> [Prompt]
Could you restate exactly the lines that begin at the line with "the ceiling air" and end at the final line of the data?

> [Region pointing data]
· · · · ·

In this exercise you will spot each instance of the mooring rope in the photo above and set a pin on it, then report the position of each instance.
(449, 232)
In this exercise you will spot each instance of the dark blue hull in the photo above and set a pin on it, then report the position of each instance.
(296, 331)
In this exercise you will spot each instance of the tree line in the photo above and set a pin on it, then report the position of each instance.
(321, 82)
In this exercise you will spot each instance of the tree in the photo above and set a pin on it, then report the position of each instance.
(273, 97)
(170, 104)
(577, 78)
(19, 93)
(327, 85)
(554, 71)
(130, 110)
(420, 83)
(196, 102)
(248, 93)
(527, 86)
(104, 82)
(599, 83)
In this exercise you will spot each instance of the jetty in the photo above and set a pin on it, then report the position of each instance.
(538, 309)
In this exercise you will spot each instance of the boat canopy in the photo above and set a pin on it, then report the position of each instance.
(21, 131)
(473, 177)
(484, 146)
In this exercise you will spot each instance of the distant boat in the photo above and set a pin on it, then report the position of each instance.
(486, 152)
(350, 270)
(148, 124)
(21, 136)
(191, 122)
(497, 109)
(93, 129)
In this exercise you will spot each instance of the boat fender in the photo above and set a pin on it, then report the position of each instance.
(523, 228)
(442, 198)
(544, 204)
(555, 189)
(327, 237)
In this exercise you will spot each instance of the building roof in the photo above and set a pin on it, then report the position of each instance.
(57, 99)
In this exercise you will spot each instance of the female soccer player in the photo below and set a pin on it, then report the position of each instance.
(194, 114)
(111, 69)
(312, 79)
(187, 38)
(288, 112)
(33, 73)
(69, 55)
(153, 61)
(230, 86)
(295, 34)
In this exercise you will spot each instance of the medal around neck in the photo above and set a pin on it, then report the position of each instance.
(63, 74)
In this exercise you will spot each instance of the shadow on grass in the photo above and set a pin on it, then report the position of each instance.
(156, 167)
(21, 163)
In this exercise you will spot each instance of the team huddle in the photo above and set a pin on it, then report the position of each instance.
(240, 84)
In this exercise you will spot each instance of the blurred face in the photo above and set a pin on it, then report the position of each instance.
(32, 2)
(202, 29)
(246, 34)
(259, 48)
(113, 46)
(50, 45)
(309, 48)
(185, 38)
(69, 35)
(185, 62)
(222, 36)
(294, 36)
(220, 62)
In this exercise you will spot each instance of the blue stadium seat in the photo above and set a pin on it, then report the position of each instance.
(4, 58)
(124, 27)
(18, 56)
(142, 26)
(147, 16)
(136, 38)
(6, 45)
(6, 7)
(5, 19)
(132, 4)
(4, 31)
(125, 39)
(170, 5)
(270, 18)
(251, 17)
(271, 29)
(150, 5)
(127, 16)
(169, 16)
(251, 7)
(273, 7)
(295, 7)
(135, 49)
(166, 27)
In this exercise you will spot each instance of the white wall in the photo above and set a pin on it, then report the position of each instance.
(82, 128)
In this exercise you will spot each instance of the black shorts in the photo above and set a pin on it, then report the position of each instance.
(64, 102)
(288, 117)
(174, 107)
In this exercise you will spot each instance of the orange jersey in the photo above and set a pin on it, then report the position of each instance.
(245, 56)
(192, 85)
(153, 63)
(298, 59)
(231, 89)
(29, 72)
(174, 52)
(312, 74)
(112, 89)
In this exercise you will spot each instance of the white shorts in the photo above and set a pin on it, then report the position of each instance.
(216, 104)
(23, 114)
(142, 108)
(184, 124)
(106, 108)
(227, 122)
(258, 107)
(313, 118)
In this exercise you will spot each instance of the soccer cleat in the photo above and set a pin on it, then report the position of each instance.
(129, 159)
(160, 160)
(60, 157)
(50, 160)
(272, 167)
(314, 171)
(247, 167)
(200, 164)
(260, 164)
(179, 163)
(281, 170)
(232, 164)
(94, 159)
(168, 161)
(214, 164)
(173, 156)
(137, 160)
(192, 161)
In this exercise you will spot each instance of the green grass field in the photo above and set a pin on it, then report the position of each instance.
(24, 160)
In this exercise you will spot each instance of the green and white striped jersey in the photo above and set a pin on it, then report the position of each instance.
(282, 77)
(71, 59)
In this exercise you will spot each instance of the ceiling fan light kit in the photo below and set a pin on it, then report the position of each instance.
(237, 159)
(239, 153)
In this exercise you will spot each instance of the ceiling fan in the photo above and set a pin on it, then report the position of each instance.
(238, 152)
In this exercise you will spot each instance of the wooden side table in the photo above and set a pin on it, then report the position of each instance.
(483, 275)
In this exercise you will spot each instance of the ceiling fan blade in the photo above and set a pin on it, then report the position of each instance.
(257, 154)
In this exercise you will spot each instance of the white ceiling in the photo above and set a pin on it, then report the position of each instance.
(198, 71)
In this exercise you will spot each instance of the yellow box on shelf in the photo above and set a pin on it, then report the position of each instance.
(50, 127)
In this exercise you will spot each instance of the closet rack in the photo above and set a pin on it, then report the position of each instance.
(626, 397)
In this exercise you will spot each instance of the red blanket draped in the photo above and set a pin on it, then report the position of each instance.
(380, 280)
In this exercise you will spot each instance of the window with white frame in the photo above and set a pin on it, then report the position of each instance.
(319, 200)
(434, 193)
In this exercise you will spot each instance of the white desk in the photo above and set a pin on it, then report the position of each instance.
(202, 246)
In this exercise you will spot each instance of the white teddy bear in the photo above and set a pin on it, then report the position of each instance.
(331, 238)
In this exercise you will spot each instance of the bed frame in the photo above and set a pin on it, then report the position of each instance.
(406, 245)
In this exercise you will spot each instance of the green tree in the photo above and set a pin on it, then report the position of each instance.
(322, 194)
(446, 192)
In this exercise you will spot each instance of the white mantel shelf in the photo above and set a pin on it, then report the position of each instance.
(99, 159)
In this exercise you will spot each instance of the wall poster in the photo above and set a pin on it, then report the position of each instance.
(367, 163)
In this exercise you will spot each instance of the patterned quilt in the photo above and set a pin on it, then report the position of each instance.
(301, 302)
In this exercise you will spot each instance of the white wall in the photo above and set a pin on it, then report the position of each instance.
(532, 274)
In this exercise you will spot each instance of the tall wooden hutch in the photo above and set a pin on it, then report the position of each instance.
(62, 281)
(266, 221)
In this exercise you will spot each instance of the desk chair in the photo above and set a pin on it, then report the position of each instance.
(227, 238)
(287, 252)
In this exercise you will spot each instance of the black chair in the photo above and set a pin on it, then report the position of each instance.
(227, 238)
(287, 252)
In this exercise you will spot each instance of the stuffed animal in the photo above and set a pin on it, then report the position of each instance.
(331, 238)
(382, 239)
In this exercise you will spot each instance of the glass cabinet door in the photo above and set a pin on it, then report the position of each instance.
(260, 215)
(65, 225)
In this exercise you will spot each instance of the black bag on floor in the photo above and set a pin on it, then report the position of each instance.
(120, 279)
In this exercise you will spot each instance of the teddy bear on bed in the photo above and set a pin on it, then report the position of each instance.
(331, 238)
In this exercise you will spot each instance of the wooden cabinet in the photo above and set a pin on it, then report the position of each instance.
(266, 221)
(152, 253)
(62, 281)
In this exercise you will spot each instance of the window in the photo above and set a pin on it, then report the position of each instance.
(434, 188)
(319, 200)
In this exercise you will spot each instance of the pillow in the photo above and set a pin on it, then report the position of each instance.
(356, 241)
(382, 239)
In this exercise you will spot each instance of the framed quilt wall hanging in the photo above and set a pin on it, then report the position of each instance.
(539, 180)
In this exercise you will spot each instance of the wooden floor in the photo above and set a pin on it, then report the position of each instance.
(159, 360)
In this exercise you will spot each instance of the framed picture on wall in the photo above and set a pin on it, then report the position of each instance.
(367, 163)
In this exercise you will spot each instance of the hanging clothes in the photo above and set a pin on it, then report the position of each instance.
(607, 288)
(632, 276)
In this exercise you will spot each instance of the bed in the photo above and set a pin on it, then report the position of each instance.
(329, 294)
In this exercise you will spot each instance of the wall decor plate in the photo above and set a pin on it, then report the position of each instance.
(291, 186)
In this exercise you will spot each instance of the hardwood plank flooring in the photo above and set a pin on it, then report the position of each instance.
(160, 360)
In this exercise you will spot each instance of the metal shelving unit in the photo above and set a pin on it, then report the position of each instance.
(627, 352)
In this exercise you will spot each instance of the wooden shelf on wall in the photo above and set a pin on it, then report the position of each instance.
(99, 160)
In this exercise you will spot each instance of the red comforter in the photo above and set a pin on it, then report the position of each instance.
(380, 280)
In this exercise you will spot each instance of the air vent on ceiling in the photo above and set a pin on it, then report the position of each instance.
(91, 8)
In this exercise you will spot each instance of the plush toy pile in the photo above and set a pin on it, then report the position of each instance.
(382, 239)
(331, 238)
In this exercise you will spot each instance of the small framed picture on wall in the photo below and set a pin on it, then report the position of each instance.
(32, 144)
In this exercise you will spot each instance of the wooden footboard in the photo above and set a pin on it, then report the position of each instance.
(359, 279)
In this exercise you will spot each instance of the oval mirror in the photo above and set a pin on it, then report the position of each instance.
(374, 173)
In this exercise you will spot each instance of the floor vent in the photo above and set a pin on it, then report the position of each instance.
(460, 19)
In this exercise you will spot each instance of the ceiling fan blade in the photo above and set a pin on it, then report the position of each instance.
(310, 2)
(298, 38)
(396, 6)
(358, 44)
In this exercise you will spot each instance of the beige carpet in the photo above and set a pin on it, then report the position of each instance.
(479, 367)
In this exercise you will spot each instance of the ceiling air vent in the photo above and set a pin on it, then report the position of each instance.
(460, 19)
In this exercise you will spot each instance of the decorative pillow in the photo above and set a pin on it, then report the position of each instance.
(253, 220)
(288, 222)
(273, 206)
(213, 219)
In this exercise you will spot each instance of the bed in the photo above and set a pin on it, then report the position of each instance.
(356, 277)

· · · · ·

> [Reply]
In this exercise you will spot each instance of the ceiling air vent in the photo above and set a pin on it, then report the position of each instance.
(460, 19)
In this exercise you will spot each instance of the decorative pillow in the photo above and set a pin on it, then report the position of each instance.
(253, 220)
(288, 222)
(273, 206)
(213, 219)
In this exercise you will spot each instance of the bed in the photo above and set a pin on it, then report the position of each instance.
(356, 277)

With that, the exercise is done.